[CHECK YOUR UNDERSTANDING]
(a) From the text on the Lövåsen factory and Ersta manor, list each metal that Anthoni Grill claimed his secret "matter" would let him extract in greater amounts.
(b) Write the next part of the text on the Lövåsen factory and Ersta manor, starting after its final sentence.

[TEXT SHOWN]
The Lövåsen lead and silver factory in Stora Skedvi was one of the first factories to be connected with the Grill family. The Swedish government handed over the administration of the factory to Anthoni Grill (I) in 1656, to be used as a laboratory and workshop by him. He had claimed that he was in possession of a secret "matter" that would enable him to extract much more copper, lead, silver and gold from the ore than by other conventional methods. He experimented for some years in the laboratory, but he never improved the extraction process and was consequently demoted from his position at the mine. As of 2014, there are no visible remains of the mine or the factory.

=== Ersta ===

Ersta manor

Ersta is one of the many malmgårdarna (suburban manors) built in Stockholm during the 17th and 18th centuries. At these manors, wealthy, noble families from different parts of Sweden, could enjoy the same comforts as in their homes in the country. The manors were built in the suburbs, close to what constituted Stockholm in the 17th century and 18th centuries. The city has grown considerably since then, and these locations are now considered part of central Stockholm. Many of the buildings, the entire manor or part of them, are still in use and embedded in the modern cityscape.

[INFORMATION PROVIDED]
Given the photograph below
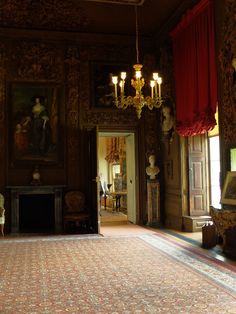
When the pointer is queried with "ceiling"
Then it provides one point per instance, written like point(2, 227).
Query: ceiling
point(118, 16)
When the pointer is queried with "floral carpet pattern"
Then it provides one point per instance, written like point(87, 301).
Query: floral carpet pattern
point(113, 275)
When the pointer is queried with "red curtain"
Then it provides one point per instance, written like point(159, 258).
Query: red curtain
point(195, 70)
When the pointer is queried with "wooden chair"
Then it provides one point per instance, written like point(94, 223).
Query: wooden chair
point(2, 214)
point(76, 217)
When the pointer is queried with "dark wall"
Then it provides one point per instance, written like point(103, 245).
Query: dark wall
point(66, 66)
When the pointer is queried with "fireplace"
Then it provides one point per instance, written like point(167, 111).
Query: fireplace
point(36, 209)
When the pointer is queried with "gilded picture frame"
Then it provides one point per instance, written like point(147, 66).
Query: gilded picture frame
point(34, 117)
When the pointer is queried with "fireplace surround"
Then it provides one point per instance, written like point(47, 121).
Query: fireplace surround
point(45, 200)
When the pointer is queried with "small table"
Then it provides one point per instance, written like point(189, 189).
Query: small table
point(117, 196)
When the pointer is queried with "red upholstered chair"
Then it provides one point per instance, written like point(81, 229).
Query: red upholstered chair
point(76, 218)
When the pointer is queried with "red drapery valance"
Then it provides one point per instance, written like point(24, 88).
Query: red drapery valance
point(195, 70)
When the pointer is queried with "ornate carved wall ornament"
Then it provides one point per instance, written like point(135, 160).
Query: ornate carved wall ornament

[RESULTS OF THE TASKS]
(a) Copper, lead, silver, gold

(b)
Ersta, on the high cliffs of southern Stockholm, was probably built in the 1670s by brännvin manufacturer Oluf Håkansson. At that time the land in that area was cheap since it was close to the old gallows. When the gallows were moved further away from town to make way for a new shipyard, the Stora Stads wharf, where ships for the SOIC were built, the area around Ersta became sought after and was called "a garden". The mansion passed through several owners until Jean Abraham Grill bought it in 1755. In 1770, he established a crucible steel factory at Ersta with the help of Bengt Andersson Qvist, a member of the Swedish Board of Mines. Members of the Qvist family were inspectors at the Iggesund ironworks. The steel was of good quality, but nevertheless unprofitable. In 1775, Jean Abraham sold the manor and the steel factory to Qvist who ran the company until it folded with his death in 1799. As of 2014, only two of the buildings at the manor remain. They are a part of the Ersta Hospital and one of them houses the Ersta museum.